BEGIN Entries supplied

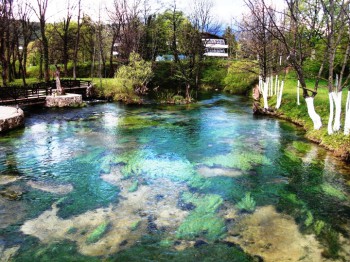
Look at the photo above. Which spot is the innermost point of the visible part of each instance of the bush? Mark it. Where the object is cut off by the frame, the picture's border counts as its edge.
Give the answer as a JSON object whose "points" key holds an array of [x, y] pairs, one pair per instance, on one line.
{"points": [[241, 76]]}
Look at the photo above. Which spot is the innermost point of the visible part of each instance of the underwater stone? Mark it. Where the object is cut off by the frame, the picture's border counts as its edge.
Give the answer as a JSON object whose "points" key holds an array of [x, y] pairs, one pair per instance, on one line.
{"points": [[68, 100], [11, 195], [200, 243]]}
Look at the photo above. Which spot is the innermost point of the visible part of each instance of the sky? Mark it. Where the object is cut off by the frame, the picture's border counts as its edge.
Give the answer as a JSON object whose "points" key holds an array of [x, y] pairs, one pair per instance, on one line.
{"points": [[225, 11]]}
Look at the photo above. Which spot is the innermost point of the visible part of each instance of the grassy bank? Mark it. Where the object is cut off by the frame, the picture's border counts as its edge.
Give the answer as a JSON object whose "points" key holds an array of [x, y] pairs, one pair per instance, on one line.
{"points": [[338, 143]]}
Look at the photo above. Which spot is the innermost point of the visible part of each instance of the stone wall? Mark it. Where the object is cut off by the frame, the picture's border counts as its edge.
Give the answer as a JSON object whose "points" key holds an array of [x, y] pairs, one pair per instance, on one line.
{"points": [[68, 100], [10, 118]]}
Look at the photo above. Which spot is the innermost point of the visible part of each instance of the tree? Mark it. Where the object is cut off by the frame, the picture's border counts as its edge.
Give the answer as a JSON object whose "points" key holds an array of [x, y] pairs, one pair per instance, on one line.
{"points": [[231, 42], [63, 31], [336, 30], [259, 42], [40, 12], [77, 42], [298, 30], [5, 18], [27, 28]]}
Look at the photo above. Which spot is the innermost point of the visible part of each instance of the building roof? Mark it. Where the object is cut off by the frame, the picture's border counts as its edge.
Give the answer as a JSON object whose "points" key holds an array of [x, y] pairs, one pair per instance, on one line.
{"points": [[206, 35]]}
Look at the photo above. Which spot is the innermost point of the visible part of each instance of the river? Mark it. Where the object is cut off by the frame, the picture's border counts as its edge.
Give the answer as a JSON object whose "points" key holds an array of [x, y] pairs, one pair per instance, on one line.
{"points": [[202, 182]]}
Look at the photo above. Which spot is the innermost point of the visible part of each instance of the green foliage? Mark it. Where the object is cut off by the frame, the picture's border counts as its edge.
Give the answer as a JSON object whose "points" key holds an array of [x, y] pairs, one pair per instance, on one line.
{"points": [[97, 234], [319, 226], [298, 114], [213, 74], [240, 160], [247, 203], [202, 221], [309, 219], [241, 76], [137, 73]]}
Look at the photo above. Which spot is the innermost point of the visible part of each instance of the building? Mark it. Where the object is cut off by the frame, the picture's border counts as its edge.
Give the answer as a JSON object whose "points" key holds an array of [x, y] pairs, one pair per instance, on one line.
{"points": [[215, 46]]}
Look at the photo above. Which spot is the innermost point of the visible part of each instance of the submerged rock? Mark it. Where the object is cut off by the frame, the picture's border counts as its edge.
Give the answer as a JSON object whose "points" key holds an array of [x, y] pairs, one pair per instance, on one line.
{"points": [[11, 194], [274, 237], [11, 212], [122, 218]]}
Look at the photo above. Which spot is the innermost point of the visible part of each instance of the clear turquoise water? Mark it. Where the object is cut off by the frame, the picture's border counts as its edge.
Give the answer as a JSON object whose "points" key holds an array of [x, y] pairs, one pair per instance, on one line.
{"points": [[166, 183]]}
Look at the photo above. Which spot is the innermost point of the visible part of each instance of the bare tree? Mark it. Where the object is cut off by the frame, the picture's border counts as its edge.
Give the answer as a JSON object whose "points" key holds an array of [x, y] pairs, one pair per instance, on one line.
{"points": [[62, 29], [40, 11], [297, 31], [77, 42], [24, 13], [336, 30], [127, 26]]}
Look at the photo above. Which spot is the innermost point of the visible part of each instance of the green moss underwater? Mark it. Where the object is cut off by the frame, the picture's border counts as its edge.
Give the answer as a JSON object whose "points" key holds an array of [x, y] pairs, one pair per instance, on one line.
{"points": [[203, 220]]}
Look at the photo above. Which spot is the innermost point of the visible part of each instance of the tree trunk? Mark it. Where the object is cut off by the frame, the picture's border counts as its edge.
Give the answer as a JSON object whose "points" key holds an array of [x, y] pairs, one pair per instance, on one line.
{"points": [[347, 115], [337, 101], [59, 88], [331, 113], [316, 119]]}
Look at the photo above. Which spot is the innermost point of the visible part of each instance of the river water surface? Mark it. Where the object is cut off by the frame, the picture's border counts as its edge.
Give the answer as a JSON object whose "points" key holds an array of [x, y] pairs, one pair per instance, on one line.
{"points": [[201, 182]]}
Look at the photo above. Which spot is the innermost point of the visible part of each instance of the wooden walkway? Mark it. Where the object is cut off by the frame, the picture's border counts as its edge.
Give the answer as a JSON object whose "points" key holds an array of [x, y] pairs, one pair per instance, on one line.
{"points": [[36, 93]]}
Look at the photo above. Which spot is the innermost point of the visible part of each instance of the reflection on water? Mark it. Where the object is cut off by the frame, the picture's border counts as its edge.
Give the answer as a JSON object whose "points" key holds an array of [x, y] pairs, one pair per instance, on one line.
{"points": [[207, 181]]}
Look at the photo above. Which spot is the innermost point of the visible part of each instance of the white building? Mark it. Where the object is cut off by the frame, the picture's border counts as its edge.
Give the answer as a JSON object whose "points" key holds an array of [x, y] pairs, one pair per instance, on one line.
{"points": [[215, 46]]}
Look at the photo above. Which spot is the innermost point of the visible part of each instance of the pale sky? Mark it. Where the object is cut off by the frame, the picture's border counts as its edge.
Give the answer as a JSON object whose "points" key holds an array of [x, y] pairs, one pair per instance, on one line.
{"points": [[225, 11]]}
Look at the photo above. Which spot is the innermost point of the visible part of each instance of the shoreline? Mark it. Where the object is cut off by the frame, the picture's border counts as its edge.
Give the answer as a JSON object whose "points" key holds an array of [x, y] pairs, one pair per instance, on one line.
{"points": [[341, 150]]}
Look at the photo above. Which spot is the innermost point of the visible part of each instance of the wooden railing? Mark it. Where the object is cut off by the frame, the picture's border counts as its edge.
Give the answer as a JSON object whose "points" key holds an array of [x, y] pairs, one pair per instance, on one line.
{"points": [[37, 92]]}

END Entries supplied

> _Prompt_: Output the data exactly, pictures omitted.

> _The completed task_:
Look at the photo above. Which spot is the innermost point of the visible part of each instance of the bush? Mark it. Where the object is cut off by the frame, the picture's border counts as its edge.
Give the answer as a JSON object whose "points" key holds an array of [x, y] pairs, one pair per instance, on one line.
{"points": [[241, 76]]}
Look at the photo above. Which spot is the innermost point of the visible part of each instance of the underwater stone? Mark it. Where the object is cut off by the frame, the picture's border counts as its edge.
Give the answer as a JSON object whose "points" key holds an array of [x, y] pairs, one pair per instance, on one line.
{"points": [[68, 100], [11, 195], [200, 243]]}
Look at the photo above. Which spot is the innermost point of the visible part of each instance of the sky? Mark it. Where the object is cut off by the frame, the picture's border counts as its edge.
Give the answer as a JSON object whose "points" key holds an array of [x, y] pairs, one pair per instance, on one line.
{"points": [[225, 11]]}
Look at the photo above. Which spot is the innermost point of the visible part of each instance of the grassy bank? Mark it. Where the object is cut off by the frame, the picture's border counts as its edge.
Give the answer as a JSON object whose "points" key holds an array of [x, y] pairs, one pair per instance, on one line.
{"points": [[338, 143]]}
Look at the photo above. Which spot is the innermost point of the visible part of each instance of the stone wall? Mark it. Where the object is cut off by the frame, the picture's border counts as its edge.
Give the answer as a JSON object whose "points" key holds an array of [x, y] pairs, one pair per instance, on one line.
{"points": [[68, 100], [10, 118]]}
Look at the photo above. Which spot is the innermost point of the visible part of each instance of the tree? Mark it. Where the object is cut off by the frame, the picture's border counts as its edge.
Give the answer as a JSON object whose "points" key holds an array of [x, y] pairs, one pair per instance, on one line.
{"points": [[231, 42], [63, 31], [336, 30], [259, 42], [40, 12], [77, 42], [298, 30], [5, 18], [27, 28]]}
Look at the photo above. Which spot is the innermost point of the visible part of each instance of the building roof? Mark it. Where the object is cut off by the frame, the picture's border counts as its edge.
Give the answer as a JSON object whose "points" key holds an array of [x, y] pairs, one pair per instance, on one line.
{"points": [[206, 35]]}
Look at the photo above. Which spot is the innermost point of the visible part of each instance of the river? Mark it. Where the object is cut off by the frame, the picture's border counts as its edge.
Give the answer as a JSON object whose "points" key holds an array of [x, y] pairs, one pair per instance, on one line.
{"points": [[202, 182]]}
Look at the photo above. Which spot is the innermost point of the visible part of each instance of the green foliage? Mark it. Where the object is cut off by the frame, the picture's border counts as its edge.
Give the answer as a JSON object whose "points" key holds an array of [x, y] pairs, one pair per instance, on one line.
{"points": [[97, 234], [319, 226], [298, 114], [213, 74], [240, 160], [247, 203], [202, 221], [309, 219], [241, 76], [137, 73]]}
Look at the photo above. Which spot is the innermost point of the visible part of each instance of the building? Mark it. Where the object is cut off by the frame, the picture's border counts as its edge.
Give the answer as a JSON object whose "points" key holds an array of [x, y] pairs, one pair per instance, on one line.
{"points": [[215, 46]]}
Look at the photo above. Which spot is the innermost point of the visible part of each instance of the submerged rock? Mark it. Where the object is cut off by the frame, the picture's border counts as its edge.
Give the answer as a JSON object whose "points" key holds an array of [x, y] pairs, one pair per instance, on one line.
{"points": [[11, 194], [274, 237], [11, 212], [122, 218]]}
Look at the photo above. Which spot is the innermost point of the visible part of each instance of the clear turquoise water? Mark it. Where the object is cut off by the frame, the picture's border counts as its edge.
Give the answer as a JSON object whose "points" key holds an array of [x, y] pairs, one pair per instance, on one line.
{"points": [[166, 183]]}
Look at the photo above. Which spot is the innermost point of the visible part of each instance of the bare tree? Mark it. Where the object is cut off by the frame, the picture's border counts as its edge.
Give the answer as a JSON object whose "points" key holds an array of [x, y] pairs, one pair per instance, on one line.
{"points": [[62, 29], [40, 11], [297, 31], [77, 42], [24, 13], [336, 30], [127, 26]]}
Look at the photo above. Which spot is the innermost point of the visible part of each instance of the green moss underwater? Mark it. Where the object is cut off by the frame, the picture's border counts as its edge.
Give the answer as a JSON object whose "points" key holds an array of [x, y] pairs, one pair per instance, on one line.
{"points": [[203, 220]]}
Look at the photo above. Which spot is the innermost point of the visible part of each instance of the tree trunk? Mark it. Where the object is cut off by the frame, the picture's border counts as its edge.
Give the answer as a JSON object whose "points" key holds an array of [x, y] pairs, one pair per instance, on one line.
{"points": [[347, 115], [337, 101], [59, 88], [331, 113], [316, 119]]}
Look at the photo above. Which spot is the innermost point of the visible part of each instance of the river water surface? Mark it. Where the object is cut off by the frame, the picture's border counts as its edge.
Give the answer as a JSON object whose "points" key holds an array of [x, y] pairs, one pair per instance, on one line.
{"points": [[201, 182]]}
Look at the photo above. Which spot is the innermost point of the visible part of each instance of the wooden walkway? Mark it. Where the object is cut off by the frame, the picture's border counts as its edge.
Give the answer as a JSON object whose "points" key holds an array of [x, y] pairs, one pair per instance, on one line.
{"points": [[36, 93]]}
Look at the photo above. Which spot is the innermost point of the visible part of each instance of the reflection on water? Mark it. Where the object is cut off by the frame, the picture's border counts as its edge.
Give the answer as a JSON object whose "points" key holds an array of [x, y] pairs, one pair per instance, on one line.
{"points": [[207, 181]]}
Look at the photo above. Which spot is the innermost point of the visible part of each instance of the white building? Mark it. Where the object is cut off by the frame, the picture's border counts as its edge.
Give the answer as a JSON object whose "points" key holds an array of [x, y] pairs, one pair per instance, on one line.
{"points": [[215, 46]]}
Look at the photo above. Which spot is the innermost point of the visible part of each instance of the pale sky? Mark it. Where the object is cut off by the frame, the picture's border counts as its edge.
Give the answer as a JSON object whose "points" key holds an array of [x, y] pairs, one pair per instance, on one line.
{"points": [[225, 11]]}
Look at the photo above. Which spot is the innermost point of the visible part of each instance of the shoreline? Mark it. Where the object is cut off by the frame, the picture's border counts as its edge.
Give the answer as a JSON object whose "points" key holds an array of [x, y] pairs, one pair per instance, on one line.
{"points": [[341, 150]]}
Look at the photo above. Which spot is the innermost point of the visible part of each instance of the wooden railing? Mark it. Where the object is cut off by the frame, the picture's border counts as its edge.
Give the answer as a JSON object whose "points" key holds an array of [x, y] pairs, one pair per instance, on one line.
{"points": [[37, 92]]}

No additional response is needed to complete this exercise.